PROBLEM DETAILS. Output every line of the data exactly as it appears.
-------- MATERIAL SUPPLIED --------
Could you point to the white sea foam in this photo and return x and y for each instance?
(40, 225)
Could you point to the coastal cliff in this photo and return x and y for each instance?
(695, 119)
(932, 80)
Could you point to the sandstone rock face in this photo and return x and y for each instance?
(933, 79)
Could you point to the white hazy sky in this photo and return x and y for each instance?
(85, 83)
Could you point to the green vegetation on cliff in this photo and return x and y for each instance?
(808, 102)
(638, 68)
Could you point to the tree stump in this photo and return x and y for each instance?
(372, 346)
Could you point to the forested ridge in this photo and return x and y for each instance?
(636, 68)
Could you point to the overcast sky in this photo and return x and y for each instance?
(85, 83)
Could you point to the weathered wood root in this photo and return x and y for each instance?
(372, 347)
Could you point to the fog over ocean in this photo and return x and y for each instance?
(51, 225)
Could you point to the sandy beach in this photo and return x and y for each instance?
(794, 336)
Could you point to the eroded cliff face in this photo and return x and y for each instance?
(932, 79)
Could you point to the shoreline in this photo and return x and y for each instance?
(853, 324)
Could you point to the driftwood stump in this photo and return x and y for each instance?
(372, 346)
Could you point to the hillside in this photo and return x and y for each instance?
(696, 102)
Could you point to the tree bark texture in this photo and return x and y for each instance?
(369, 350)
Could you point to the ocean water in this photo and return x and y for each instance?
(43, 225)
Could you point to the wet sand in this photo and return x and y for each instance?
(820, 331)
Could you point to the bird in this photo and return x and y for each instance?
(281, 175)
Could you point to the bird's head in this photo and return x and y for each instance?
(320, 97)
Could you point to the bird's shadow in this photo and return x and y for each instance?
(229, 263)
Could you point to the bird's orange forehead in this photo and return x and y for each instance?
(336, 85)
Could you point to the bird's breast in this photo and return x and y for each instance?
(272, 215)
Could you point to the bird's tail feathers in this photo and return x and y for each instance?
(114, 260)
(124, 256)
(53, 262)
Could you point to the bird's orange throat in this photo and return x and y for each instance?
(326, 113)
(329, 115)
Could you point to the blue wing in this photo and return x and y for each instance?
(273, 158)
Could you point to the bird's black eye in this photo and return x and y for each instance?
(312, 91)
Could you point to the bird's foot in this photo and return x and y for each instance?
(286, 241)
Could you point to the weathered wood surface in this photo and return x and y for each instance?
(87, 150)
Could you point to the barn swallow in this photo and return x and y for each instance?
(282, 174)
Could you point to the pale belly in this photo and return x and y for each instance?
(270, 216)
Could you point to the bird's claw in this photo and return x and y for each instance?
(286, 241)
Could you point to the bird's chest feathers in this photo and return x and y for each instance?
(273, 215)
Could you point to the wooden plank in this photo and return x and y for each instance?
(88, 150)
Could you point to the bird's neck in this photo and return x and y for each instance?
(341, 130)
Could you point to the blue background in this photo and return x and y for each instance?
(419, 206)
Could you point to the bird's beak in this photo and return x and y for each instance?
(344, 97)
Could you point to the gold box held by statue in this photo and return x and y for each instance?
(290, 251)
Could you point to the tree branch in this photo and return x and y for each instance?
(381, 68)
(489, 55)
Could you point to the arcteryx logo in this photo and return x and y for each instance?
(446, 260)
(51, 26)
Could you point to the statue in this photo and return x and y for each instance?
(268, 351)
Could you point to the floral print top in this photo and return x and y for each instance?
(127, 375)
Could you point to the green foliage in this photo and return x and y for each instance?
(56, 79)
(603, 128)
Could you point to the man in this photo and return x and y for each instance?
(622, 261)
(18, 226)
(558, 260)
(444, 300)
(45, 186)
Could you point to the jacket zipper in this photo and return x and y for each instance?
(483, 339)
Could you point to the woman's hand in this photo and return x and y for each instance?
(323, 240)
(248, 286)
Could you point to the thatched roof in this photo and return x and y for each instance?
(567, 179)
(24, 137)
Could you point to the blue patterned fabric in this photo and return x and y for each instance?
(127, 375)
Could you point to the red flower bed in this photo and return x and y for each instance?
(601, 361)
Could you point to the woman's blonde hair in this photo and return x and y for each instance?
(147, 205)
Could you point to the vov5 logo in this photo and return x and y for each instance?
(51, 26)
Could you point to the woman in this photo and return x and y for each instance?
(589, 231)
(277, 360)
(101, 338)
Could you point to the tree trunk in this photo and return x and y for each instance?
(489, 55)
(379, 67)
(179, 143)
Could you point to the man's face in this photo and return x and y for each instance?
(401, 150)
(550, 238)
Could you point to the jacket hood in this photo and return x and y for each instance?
--------
RESULT OF THE TASK.
Could you point to the white sea foam in this photo and return x and y for each instance?
(40, 225)
Could you point to the coastal cliff in this photo and return x and y for each instance?
(695, 119)
(932, 80)
Could you point to the sandstone rock face in this photo and return x and y for each instance?
(933, 79)
Could you point to the white hazy sky in this photo and return x and y for each instance?
(85, 83)
Could you point to the green vegetation on cliff in this photo and return x and y for each instance?
(808, 102)
(638, 68)
Could you point to the tree stump in this photo and return x and y for each instance?
(372, 346)
Could you point to the forested ridge in this photo and return x and y for each instance?
(636, 68)
Could you point to the overcast sky in this photo and return x and y for each instance?
(85, 83)
Could you point to the weathered wood root in this photo and return x and y for each instance?
(372, 347)
Could you point to the fog over ocean in this photo and return x and y for each instance?
(51, 225)
Could you point to the sandy beach in this photo and return x and y for each instance?
(794, 336)
Could you point to the eroded cliff face in this photo and return x and y for each instance?
(932, 79)
Could you point to the shoreline in this photo and return x and y for each instance?
(853, 324)
Could you point to the driftwood stump in this photo and return x and y for each instance?
(372, 346)
Could you point to the hillside in this photo and return x and y for each instance?
(696, 102)
Could you point to the tree bark texture in this photo and return x and y for each instance?
(369, 350)
Could you point to the ocean water in this photo and return x and y for each instance?
(43, 225)
Could you point to the wet sand in this photo and return x and y for each instance?
(820, 331)
Could you point to the bird in this photo and return x and y for each instance?
(281, 175)
Could you point to the bird's head in this photo and return x and y for each instance?
(320, 97)
Could you point to the bird's shadow in this photo and return x and y for each instance?
(229, 263)
Could you point to the bird's orange forehead in this photo and return x and y for each instance?
(336, 85)
Could you point to the bird's breast in this photo and return x and y for each instance?
(272, 215)
Could you point to the bird's tail feathers in this photo and return x and y for each instance?
(114, 260)
(124, 256)
(53, 262)
Could you point to the bird's orange throat in this photo and return x and y for each instance?
(326, 113)
(329, 115)
Could you point to the blue wing in this photo and return x and y for each instance?
(273, 158)
Could you point to the bird's black eye in this photo and return x and y for each instance?
(312, 91)
Could you point to the bird's foot in this photo and return x and y for each instance?
(286, 241)
Could you point to the weathered wood surface in this photo and return x and y for each instance?
(87, 150)
Could you point to the barn swallow in this photo and return x and y for each instance?
(282, 174)
Could you point to the pale belly in this photo and return x and y for each instance?
(270, 216)
Could you point to the bird's claw in this photo and return x and y for each instance?
(286, 241)
Could you point to the bird's chest feathers in this photo and return x and y for each instance?
(273, 215)
Could you point to the wooden plank in this photo and return x and y for each instance?
(88, 150)
Could you point to the bird's neck in this photo and return x and y for each instance?
(341, 130)
Could you point to the blue background in this photo and return x and y for each instance?
(419, 206)
Could you point to the bird's beak in this photo and return x and y for each instance?
(344, 97)
Could you point to the gold box held by statue in this photo and return x and y for each instance?
(290, 251)
Could you point to the tree branch in this photo and return x and y for each instance?
(381, 68)
(489, 55)
Could you point to the arcteryx logo in this photo and return x and y for each instance?
(446, 260)
(51, 26)
Could you point to the statue in this photo and return x and y for each instance?
(268, 351)
Could you point to the floral print top in this photo and return x and y for each instance?
(127, 375)
Could you point to the green foliage in this photo and return x and y for each instance?
(56, 79)
(603, 128)
Could you point to the man in this photo and return x and y for each instance?
(622, 261)
(18, 226)
(558, 260)
(444, 300)
(45, 186)
Could you point to the jacket zipper in this photo and return x and y for each instance?
(483, 339)
Could you point to the woman's hand in this photo and return x and y for each instance?
(323, 240)
(248, 286)
Could you point to the thatched roof in this photo and return x and y for each instance?
(567, 179)
(24, 137)
Could you point to the blue patterned fabric in this photo and return x and y for each instance?
(127, 375)
Could you point to the red flower bed in this photo and return x and y for each instance?
(601, 361)
Could you point to the woman's blonde hair in this photo and return x and y for each instance?
(147, 205)
Could you point to the vov5 logo in this photo and return x and y for each instance?
(51, 26)
Could you point to the woman in this photo and return x and y for each instance?
(589, 231)
(277, 360)
(101, 338)
Could you point to the tree trunk in this photo and return x and y for each instance?
(489, 55)
(379, 67)
(179, 143)
Could you point to the man's face in this photo and return x and y for each instance?
(401, 150)
(550, 238)
Could you point to the jacket hood in this photo and return x and y for each instance?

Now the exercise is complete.